• DATA RECORDS
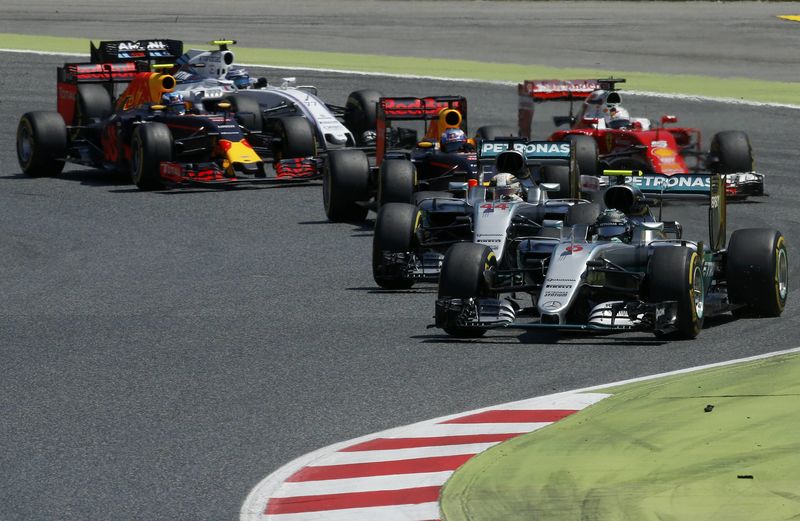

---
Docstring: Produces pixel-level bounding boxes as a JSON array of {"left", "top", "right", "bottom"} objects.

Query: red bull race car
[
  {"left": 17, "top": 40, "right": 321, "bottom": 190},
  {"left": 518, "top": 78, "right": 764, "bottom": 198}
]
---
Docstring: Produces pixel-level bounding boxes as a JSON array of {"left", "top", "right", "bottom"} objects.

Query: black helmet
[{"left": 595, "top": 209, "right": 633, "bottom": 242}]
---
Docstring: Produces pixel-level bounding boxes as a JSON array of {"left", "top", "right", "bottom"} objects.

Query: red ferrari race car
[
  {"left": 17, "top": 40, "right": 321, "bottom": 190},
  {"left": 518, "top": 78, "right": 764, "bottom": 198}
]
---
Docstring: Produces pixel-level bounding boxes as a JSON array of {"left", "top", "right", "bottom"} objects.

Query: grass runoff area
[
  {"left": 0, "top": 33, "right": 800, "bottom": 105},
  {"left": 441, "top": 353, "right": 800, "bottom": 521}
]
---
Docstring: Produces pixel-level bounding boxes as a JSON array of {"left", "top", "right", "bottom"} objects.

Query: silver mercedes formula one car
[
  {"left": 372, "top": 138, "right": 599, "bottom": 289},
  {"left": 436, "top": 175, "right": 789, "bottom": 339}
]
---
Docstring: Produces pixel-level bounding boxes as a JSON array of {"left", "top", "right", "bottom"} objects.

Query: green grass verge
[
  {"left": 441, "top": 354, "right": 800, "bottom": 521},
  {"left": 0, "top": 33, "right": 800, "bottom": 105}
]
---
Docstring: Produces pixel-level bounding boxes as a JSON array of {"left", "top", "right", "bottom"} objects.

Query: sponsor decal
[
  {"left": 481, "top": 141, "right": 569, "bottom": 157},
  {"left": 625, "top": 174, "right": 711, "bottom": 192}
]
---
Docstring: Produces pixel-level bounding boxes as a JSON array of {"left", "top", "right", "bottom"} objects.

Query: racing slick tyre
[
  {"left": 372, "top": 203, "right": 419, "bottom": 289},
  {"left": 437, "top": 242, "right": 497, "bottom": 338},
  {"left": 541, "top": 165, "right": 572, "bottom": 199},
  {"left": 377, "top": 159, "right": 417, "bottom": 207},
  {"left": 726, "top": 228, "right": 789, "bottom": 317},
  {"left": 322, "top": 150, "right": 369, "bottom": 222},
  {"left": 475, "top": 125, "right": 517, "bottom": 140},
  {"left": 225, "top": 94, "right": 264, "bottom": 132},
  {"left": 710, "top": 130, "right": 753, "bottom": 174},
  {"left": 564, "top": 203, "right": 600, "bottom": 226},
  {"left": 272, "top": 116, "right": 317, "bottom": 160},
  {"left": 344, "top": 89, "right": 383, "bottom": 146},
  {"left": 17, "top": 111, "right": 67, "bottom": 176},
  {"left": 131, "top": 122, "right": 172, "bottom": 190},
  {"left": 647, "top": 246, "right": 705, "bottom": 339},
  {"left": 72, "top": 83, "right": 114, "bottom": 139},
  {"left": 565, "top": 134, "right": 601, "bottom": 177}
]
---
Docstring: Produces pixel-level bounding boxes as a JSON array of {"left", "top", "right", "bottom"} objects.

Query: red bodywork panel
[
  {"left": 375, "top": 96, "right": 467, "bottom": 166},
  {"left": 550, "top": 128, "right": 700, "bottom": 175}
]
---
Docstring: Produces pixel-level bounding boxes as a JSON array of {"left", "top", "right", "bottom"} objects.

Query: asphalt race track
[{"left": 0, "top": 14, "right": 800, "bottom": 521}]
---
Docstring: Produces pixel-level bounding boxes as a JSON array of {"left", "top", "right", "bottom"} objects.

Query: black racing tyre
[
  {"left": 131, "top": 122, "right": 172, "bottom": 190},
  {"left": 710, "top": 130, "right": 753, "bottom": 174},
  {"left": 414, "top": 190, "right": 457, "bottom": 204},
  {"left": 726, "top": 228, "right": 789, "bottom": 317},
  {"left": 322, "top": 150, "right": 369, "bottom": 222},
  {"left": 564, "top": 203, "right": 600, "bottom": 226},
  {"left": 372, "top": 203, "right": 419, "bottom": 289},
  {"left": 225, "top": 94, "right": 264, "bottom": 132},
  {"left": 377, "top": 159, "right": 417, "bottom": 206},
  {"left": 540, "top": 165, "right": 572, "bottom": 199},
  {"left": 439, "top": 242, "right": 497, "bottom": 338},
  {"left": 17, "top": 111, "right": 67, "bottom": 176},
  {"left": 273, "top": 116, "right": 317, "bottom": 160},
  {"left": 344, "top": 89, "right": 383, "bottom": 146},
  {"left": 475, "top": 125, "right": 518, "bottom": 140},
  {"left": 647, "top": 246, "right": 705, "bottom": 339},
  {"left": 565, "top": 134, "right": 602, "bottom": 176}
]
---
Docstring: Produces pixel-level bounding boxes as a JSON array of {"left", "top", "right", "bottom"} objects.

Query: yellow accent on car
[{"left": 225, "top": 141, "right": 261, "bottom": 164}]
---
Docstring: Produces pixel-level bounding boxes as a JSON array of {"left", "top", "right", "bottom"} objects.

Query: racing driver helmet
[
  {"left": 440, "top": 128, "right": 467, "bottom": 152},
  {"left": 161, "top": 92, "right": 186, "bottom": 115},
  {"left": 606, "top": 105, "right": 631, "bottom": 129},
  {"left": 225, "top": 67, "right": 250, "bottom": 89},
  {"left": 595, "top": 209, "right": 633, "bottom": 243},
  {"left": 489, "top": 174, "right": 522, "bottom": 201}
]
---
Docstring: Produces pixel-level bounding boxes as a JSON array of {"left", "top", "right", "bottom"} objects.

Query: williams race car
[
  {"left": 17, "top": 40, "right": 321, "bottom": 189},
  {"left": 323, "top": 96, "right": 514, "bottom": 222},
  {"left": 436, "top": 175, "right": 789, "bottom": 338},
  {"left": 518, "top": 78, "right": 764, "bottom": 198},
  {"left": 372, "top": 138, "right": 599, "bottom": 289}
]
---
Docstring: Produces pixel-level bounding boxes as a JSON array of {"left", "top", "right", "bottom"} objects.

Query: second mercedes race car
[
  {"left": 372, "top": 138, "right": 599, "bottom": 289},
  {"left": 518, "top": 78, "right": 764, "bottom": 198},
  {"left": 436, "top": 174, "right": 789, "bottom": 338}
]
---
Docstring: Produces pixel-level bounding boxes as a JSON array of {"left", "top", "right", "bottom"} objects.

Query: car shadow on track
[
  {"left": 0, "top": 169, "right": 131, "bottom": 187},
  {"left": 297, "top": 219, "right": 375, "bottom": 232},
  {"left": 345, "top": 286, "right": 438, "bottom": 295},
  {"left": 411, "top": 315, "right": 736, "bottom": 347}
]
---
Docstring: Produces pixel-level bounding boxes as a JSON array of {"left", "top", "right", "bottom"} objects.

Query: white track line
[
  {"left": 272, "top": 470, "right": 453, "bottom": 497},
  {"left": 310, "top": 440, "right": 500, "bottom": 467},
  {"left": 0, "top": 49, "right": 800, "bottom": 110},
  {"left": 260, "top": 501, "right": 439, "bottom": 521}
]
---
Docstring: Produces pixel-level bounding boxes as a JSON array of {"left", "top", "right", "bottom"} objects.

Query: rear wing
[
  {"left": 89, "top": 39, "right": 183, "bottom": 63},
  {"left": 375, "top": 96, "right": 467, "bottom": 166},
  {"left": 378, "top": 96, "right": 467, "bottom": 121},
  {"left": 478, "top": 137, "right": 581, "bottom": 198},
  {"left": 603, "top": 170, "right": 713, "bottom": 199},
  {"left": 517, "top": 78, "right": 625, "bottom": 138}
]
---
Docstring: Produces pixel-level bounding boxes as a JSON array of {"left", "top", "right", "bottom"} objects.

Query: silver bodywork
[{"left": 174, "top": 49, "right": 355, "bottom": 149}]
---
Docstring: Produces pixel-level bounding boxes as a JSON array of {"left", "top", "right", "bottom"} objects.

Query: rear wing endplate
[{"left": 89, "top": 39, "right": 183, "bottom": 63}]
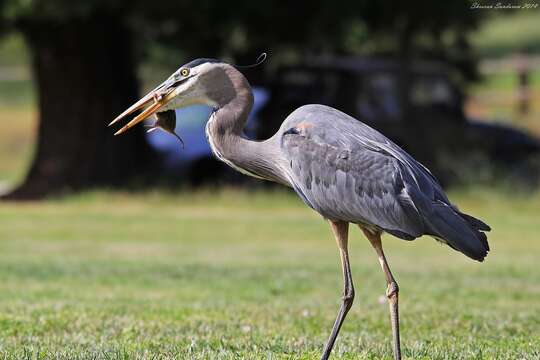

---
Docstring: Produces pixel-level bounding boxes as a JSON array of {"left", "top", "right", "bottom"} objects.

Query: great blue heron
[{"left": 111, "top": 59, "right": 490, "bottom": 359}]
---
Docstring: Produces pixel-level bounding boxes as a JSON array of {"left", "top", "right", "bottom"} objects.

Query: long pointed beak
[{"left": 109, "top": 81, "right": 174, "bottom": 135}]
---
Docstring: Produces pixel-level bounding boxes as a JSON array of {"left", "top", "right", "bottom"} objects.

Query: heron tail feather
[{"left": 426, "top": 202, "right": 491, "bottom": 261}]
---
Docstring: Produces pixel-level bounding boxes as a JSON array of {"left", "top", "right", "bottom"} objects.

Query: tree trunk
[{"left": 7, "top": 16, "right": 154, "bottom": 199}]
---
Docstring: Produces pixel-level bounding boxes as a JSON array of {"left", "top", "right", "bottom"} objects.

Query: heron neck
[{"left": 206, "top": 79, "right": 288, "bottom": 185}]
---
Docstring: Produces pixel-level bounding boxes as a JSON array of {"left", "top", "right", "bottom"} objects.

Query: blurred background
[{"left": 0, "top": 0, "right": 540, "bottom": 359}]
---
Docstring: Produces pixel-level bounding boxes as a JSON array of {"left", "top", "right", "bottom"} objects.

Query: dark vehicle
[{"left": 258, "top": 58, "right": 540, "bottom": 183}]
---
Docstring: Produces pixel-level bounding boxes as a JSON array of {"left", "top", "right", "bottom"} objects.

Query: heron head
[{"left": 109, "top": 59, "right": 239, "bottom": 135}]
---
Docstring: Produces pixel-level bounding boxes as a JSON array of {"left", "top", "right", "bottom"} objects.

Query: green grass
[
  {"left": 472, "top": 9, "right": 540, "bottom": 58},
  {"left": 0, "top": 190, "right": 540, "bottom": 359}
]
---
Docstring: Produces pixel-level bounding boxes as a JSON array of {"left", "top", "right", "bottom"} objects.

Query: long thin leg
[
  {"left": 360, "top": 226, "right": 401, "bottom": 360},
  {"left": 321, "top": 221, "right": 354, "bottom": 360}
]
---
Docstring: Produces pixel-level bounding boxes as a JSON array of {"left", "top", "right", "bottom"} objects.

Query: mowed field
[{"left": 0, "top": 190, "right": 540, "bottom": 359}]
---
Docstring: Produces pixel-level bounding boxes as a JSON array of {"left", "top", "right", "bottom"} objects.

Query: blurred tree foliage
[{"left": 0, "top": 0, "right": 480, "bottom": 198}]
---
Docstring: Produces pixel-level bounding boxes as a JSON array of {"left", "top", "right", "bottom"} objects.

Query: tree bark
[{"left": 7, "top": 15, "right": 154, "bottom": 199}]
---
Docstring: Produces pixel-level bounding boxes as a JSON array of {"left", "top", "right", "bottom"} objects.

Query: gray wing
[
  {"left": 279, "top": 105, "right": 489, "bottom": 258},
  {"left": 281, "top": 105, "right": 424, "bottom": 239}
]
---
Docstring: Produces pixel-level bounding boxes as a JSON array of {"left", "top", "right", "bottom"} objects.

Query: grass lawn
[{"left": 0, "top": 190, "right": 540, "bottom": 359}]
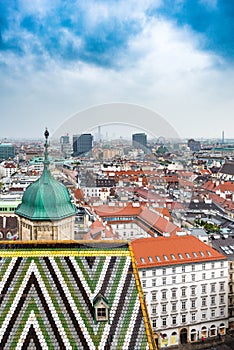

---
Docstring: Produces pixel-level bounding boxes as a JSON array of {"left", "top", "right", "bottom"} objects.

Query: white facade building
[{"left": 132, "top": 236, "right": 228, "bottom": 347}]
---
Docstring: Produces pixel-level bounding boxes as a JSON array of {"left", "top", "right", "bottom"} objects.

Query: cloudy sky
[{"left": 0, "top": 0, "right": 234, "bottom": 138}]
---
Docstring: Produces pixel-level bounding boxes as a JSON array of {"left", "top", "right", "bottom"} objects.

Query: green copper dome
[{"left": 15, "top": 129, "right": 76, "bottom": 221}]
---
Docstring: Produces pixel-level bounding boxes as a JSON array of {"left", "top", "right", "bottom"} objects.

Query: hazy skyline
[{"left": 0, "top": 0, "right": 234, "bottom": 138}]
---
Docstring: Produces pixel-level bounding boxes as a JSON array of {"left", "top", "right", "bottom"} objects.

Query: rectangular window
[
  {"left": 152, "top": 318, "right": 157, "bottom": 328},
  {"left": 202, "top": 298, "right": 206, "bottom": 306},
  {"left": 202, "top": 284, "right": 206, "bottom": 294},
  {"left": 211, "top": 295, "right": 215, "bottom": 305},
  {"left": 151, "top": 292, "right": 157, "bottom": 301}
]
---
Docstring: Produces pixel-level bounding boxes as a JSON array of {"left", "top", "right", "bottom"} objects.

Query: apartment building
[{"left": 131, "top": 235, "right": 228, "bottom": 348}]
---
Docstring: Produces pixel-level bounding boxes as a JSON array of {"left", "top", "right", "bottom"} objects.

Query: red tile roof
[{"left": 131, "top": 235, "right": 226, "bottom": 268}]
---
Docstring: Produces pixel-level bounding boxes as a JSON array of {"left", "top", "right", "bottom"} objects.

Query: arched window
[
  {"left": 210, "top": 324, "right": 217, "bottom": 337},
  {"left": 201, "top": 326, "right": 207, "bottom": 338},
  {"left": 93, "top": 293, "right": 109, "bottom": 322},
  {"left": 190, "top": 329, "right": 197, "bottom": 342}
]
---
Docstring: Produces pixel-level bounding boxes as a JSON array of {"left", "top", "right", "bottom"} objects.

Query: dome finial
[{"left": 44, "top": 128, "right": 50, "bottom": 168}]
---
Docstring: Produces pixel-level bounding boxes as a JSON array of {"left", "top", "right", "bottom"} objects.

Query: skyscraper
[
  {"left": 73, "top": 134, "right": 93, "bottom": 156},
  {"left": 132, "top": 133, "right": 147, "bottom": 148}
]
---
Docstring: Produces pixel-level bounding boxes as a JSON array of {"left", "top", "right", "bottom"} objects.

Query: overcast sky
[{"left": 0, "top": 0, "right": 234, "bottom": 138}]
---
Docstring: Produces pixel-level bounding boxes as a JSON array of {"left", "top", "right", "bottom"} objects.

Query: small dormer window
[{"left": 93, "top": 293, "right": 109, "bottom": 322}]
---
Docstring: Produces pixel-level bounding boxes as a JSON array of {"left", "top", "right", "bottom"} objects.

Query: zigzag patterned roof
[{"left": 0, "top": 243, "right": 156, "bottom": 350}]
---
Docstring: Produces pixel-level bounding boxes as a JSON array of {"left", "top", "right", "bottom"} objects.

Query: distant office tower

• OBJECTIVE
Please locate each line in the entries above that contains the string "mercedes" and copy those lines out. The match is case-sensitive.

• RESULT OF THE EXERCISE
Query: silver mercedes formula one car
Query: second mercedes race car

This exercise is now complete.